• _Document text_:
------

Causes & Corrections for Cracked Heels

Updated: Oct 4, 2023

Why cracked heels occur and how to fix them.

A first point of view image of shoes on cracked pavement.

A cracked heel is a fairly common foot problem affecting most adults, especially in winter. In the majority of cases, the problem is not severe and is a mere annoyance. It is also aesthetically displeasing to look at and gets caught up in fabrics easily. In some cases, cracked heels can propagate further into deep cracks and fissures which cause pain and infections.

Causes of Cracked Heels

Cracked heels can have numerous causes. The most common one is dry skin due to a lack of moisture in winter. Here are some other causes of cracked heels:

  • Dermatitis and Dermatosis which can cause skin irritation and cracks

  • Psoriasis

  • Systemic conditions like hypothyroidism and diabetes

  • Palmoplantar keratoderma

  • Being overweight, and obesity

  • Long-standing jobs

  • Poorly-fitted shoes, open-back shoes, sandals, and shoes without proper support or cushioning

  • Usage of harsh soaps

  • Long and hot baths/showers

  • Sjogren’s syndrome

  • Fungal infections like Athletes’ foot

  • Flat feet

A Timberland boot print on cracked pavement.

Signs and Symptoms of Cracked Heel

As cracked heels are pretty common, they can be easily identified as hard and dry, thickened patches of skin around the rim of the heel. The callus can be transparent, yellow, or dark brown in color.

------

[Lines from a data collection]
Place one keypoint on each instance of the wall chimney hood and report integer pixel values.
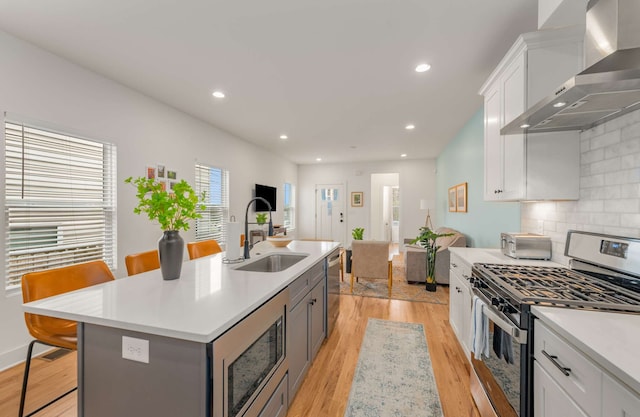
(608, 88)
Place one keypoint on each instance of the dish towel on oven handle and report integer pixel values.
(479, 329)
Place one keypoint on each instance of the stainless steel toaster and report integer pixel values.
(525, 245)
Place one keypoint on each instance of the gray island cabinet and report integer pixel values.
(147, 347)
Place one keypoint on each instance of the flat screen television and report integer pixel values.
(269, 194)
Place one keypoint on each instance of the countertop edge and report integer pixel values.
(50, 308)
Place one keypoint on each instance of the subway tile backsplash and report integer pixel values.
(609, 188)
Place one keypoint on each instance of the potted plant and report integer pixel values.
(427, 239)
(357, 234)
(261, 218)
(172, 210)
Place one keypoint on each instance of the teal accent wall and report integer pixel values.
(462, 161)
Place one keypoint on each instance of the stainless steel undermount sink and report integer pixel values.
(273, 263)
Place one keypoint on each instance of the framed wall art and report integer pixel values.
(357, 199)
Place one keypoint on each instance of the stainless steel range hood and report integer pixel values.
(608, 88)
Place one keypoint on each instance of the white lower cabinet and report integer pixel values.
(550, 400)
(460, 296)
(617, 400)
(568, 383)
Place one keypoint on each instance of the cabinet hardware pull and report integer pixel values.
(553, 359)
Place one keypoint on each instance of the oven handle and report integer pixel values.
(501, 321)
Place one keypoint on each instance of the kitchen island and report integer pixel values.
(166, 330)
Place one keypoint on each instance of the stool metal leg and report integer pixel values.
(25, 380)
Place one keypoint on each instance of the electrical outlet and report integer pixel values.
(135, 349)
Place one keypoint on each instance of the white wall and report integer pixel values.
(41, 86)
(609, 188)
(417, 180)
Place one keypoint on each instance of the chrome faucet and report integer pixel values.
(246, 225)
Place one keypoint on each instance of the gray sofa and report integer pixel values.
(415, 257)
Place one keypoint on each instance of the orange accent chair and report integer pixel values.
(52, 331)
(203, 248)
(142, 262)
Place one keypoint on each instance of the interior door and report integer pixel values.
(330, 212)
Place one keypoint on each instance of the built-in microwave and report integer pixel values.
(249, 360)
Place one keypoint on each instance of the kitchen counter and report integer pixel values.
(610, 339)
(208, 298)
(495, 256)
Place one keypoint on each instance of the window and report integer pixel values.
(289, 206)
(60, 201)
(214, 182)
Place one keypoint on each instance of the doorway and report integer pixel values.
(330, 213)
(385, 207)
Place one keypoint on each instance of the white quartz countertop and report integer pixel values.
(610, 339)
(495, 256)
(208, 298)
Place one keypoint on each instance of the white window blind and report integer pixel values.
(60, 201)
(289, 206)
(215, 183)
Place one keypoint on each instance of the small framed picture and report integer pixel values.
(357, 199)
(452, 198)
(461, 198)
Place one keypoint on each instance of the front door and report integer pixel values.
(330, 212)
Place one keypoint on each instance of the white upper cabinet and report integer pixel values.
(531, 166)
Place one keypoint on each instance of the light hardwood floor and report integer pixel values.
(325, 390)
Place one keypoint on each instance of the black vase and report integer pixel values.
(171, 249)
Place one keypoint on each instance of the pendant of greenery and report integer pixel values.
(427, 239)
(172, 210)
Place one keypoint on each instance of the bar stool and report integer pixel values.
(203, 248)
(52, 331)
(142, 262)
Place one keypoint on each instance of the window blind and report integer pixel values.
(215, 183)
(60, 201)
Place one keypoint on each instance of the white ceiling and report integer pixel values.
(337, 76)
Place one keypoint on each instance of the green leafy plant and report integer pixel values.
(427, 239)
(357, 233)
(261, 218)
(172, 210)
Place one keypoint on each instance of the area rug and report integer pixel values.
(393, 377)
(401, 290)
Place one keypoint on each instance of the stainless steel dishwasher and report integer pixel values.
(333, 289)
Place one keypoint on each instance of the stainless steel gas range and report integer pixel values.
(603, 274)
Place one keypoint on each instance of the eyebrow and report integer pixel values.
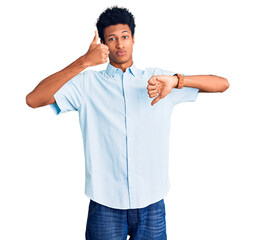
(114, 34)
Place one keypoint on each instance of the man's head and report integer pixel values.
(116, 28)
(113, 16)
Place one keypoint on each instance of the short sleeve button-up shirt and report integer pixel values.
(126, 139)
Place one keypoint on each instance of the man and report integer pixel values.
(125, 134)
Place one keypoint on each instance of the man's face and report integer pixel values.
(120, 42)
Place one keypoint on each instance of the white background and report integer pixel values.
(212, 156)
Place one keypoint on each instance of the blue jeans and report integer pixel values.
(105, 223)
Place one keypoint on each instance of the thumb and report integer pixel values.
(95, 40)
(155, 100)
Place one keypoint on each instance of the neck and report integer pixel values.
(122, 66)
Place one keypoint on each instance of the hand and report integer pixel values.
(161, 86)
(97, 53)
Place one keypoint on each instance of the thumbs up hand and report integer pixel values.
(97, 53)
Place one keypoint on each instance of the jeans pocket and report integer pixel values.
(162, 206)
(92, 207)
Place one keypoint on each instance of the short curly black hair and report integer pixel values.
(112, 16)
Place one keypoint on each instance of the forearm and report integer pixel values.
(44, 91)
(206, 83)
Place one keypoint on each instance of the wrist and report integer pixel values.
(85, 62)
(180, 81)
(175, 80)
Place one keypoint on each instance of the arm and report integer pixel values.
(43, 94)
(161, 85)
(206, 83)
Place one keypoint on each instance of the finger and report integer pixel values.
(151, 87)
(155, 92)
(95, 39)
(155, 100)
(152, 80)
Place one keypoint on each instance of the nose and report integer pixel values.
(119, 44)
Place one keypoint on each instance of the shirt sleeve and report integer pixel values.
(186, 94)
(70, 96)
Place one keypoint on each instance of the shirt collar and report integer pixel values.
(111, 70)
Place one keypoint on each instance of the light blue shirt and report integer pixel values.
(126, 140)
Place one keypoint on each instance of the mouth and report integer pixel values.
(121, 53)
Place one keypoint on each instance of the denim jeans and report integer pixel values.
(105, 223)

------

• _Directions for this task_: According to the text on cracked heels, what is the most common cause of cracked heels?

• _Response below_: Dry skin due to a lack of moisture in winter.